• **Stated exercise 1**:
Reproduce the passage of the Texans–Ravens game column starting with "Photo by Bob" and going on through "cost this team.", keeping every word and punctuation mark unchanged.
• **Stated exercise 2**:
Write the next part of the column on the Texans' loss to the Ravens, picking up after its final sentence.
-- Extract to read start --
Not my job: Texans no match for the Ravens

Photo by Bob Levey/Getty Images.

The Texans fell to the Ravens 33-16 in a game they had a shot at winning. Most of you reading this will probably think I'm crazy for saying that. I assure you, I meant what I said. One of the reasons they didn't was because Bill O'Brien made a few questionable decisions that cost this team.

The first was the 4th & 1 decision. Deciding to go for it was bad enough. They were down 3-0 near the end of the first quarter with the ball on their own 34-yard line. This is not a situation that calls for a gamble or statement play. The play call itself was okay I guess: a play action bootleg with two short options. It was read and played perfectly by the Ravens defense. Deshaun Watson had nowhere to go with the ball and had to throw it at Darren Fells' back before getting sacked. That led to a quick Ravens touchdown and an early 10-0 deficit. I seriously think he has PTSD after that playoff loss to the Chiefs when it comes to fourth down calls. Bumbling Bill strikes again!

When they got the ball back, they scored a touchdown thanks to more play action passes and pre-snap motion. It was as if Bumbling Bill realized his offensive line was outmatched by the front seven they're opposing. Sure Watson is mobile and looks like a magician escaping sacks, but misdirection helps throw the defense off and keeps Watson from breaking into 177,000,000 pieces. Oh, and the quick reads were a good idea as well. Too bad Bumbling Bill went away from that and opted for longer developing routes. Or will he blame it on Timid Tim Kelly? Or was Waiting Watson holding onto the ball too long? I blame all three.

Also, can we stop starting drives with the predictable run, run, pass combo please? First down should be play action rollout with Watson having the ability to choose to run if it's there. More run/pass/option plays need to be called as well. Incorporate more things that we saw when Watson was on his way to winning rookie of the year before his knee was sacrificed for the Astros.
-- Extract to read end --
-- Material provided start --
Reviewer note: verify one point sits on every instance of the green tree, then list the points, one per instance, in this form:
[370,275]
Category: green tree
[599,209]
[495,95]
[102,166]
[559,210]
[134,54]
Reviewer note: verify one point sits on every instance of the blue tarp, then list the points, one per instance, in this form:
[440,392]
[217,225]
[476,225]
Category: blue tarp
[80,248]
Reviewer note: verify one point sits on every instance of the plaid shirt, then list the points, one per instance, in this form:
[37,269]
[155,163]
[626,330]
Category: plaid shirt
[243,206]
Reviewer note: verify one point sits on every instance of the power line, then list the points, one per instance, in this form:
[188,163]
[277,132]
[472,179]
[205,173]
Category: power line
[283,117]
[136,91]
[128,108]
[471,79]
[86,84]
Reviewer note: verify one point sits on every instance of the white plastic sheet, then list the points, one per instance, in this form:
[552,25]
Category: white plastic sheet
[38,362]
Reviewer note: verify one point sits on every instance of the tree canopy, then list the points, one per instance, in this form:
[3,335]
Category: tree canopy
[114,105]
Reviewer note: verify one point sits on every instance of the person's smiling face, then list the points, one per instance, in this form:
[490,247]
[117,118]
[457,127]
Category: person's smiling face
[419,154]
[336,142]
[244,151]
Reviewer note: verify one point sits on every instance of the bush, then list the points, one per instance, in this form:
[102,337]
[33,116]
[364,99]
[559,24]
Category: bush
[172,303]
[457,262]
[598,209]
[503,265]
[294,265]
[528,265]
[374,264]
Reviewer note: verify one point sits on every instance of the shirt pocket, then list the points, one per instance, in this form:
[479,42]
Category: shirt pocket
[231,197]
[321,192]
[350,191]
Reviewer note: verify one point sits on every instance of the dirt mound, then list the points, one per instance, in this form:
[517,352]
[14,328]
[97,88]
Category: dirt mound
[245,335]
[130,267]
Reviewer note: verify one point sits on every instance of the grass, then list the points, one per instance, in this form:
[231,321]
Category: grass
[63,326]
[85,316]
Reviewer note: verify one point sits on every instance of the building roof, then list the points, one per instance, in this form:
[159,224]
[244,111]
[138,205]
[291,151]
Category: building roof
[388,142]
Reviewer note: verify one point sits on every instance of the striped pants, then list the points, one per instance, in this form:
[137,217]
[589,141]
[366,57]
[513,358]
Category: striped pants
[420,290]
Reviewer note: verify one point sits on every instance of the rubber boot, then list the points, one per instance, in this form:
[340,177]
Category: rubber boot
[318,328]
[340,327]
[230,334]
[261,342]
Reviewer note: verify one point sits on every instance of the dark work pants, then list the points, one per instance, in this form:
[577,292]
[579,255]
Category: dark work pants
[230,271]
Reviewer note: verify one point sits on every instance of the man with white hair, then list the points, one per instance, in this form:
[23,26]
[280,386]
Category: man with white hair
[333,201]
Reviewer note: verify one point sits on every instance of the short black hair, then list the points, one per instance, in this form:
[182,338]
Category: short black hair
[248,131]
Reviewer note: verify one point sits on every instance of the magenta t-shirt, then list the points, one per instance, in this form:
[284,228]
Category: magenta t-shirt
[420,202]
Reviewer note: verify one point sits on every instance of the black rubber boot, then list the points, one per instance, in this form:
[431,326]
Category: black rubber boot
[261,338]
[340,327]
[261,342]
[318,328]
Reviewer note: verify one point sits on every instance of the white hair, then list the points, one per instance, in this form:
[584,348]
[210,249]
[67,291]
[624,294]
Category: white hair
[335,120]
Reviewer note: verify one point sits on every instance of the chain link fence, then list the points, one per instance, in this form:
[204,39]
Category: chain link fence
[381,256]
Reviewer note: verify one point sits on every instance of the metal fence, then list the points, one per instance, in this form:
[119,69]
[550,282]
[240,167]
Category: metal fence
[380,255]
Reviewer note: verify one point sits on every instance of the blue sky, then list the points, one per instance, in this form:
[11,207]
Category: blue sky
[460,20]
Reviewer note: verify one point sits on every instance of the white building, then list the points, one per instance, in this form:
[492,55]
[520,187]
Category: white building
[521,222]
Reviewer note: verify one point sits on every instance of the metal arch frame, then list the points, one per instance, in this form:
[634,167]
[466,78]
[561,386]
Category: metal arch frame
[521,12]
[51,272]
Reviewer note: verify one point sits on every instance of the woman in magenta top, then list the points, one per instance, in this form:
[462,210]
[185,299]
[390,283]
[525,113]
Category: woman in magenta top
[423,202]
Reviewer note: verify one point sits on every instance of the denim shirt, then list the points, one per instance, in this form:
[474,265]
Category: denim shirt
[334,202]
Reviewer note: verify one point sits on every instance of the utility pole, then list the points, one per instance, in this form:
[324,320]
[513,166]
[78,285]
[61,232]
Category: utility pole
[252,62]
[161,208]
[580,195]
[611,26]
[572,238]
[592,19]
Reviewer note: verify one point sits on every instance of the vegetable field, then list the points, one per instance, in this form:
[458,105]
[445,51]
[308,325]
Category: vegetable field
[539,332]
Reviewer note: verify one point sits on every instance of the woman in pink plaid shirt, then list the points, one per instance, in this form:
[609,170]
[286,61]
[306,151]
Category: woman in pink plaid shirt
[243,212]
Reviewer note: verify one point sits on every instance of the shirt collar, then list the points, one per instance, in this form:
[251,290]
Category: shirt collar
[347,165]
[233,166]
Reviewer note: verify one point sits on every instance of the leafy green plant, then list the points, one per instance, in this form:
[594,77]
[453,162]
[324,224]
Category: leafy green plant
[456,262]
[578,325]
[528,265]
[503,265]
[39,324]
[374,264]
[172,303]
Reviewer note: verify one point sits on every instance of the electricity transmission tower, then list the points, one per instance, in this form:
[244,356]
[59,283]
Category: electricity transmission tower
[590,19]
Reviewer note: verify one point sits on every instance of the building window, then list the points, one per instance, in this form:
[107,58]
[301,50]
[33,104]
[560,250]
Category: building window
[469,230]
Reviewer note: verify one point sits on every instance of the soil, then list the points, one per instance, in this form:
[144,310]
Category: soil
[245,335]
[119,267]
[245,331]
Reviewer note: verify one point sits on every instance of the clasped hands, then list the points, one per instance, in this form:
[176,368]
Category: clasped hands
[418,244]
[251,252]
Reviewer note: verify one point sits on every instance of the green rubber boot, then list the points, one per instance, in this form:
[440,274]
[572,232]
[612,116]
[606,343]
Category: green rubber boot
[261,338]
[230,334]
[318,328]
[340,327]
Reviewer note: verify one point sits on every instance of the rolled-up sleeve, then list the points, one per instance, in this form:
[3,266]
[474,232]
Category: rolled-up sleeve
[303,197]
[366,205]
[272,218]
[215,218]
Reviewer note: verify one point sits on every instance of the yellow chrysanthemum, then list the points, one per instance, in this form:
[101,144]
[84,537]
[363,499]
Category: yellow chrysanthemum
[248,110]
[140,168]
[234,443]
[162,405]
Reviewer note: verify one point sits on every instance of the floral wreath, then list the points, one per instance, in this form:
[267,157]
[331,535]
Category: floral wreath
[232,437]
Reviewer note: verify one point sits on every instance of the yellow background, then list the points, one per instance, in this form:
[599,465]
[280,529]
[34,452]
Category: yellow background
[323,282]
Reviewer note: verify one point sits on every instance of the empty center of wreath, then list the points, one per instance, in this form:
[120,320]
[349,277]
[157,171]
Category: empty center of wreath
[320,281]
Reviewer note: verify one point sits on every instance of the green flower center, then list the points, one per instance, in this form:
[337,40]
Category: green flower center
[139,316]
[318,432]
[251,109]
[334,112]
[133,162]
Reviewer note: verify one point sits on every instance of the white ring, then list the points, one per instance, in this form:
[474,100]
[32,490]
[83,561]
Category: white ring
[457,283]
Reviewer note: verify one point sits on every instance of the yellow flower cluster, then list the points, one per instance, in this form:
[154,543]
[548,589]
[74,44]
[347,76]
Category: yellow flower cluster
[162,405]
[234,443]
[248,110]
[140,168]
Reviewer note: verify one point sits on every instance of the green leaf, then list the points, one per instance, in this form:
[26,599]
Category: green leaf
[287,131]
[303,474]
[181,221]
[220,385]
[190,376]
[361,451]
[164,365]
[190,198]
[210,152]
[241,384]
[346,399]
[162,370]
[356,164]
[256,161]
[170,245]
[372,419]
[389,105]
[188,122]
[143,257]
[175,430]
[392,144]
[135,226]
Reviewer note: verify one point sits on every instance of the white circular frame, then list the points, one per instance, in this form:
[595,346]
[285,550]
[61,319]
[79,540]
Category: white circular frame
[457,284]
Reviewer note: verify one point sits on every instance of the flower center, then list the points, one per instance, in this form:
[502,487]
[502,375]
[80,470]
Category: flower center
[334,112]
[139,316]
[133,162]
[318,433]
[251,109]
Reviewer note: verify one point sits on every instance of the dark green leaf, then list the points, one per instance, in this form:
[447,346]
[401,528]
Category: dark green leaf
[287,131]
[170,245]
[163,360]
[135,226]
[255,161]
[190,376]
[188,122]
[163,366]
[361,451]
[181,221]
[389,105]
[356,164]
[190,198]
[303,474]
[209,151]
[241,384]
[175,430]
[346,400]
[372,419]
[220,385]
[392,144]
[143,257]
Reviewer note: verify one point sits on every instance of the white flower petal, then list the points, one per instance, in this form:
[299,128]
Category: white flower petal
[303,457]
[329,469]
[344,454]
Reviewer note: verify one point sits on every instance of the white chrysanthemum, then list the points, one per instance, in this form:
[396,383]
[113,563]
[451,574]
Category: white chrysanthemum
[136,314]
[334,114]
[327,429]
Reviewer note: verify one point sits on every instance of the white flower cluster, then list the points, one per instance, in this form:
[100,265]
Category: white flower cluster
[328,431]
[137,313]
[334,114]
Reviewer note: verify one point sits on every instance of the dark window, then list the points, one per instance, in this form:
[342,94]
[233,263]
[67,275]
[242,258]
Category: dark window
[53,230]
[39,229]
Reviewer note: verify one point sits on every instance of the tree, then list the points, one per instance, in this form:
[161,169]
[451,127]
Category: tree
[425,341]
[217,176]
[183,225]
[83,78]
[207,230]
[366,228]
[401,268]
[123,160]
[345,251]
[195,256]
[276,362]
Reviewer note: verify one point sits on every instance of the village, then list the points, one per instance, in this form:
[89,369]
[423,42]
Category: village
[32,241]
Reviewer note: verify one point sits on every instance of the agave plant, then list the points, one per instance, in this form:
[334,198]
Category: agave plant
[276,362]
-- Material provided end --
• **Exercise response 1**:
Photo by Bob Levey/Getty Images.

The Texans fell to the Ravens 33-16 in a game they had a shot at winning. Most of you reading this will probably think I'm crazy for saying that. I assure you, I meant what I said. One of the reasons they didn't was because Bill O'Brien made a few questionable decisions that cost this team.

• **Exercise response 2**:
Credit where it's due: the end of the first half to get a field goal with a minute and change left was good to see. Typically, these situations tend to make Bumbling Bill come out. I liked the quick slant to Cobb with no timeouts. They were able to spike the ball and get the field goal up.

The game was still within reach at 23-13 in the beginning of the fourth quarter. On a 4th & 1, they gave up a 30 yard touchdown run on a direct snap to Mark Ingram. I saw gaps on both sides of the defensive line pre-snap. Sure enough, Ingram got a lead block from the Ravens human plough of a fullback and that effectively put the nail in the coffin at 30-13. I know the tendency is to quarterback sneak or run up the middle, but don't leave gaps along the defensive line trying to stack the middle. First time defensive coordinator Anthony Weaver will take the L on this one.

Overall, I'll give O'Brien and his coaching staff a C- this game. Mistakes were made that could've cost them a legit shot at winning, but the Keke Coutee fumble return for a touchdown wasn't their fault. The play calling menu was brought to us this week by Craft Pita via the "What's Eric Eating" podcast. Tune in next week for another "Not my job!"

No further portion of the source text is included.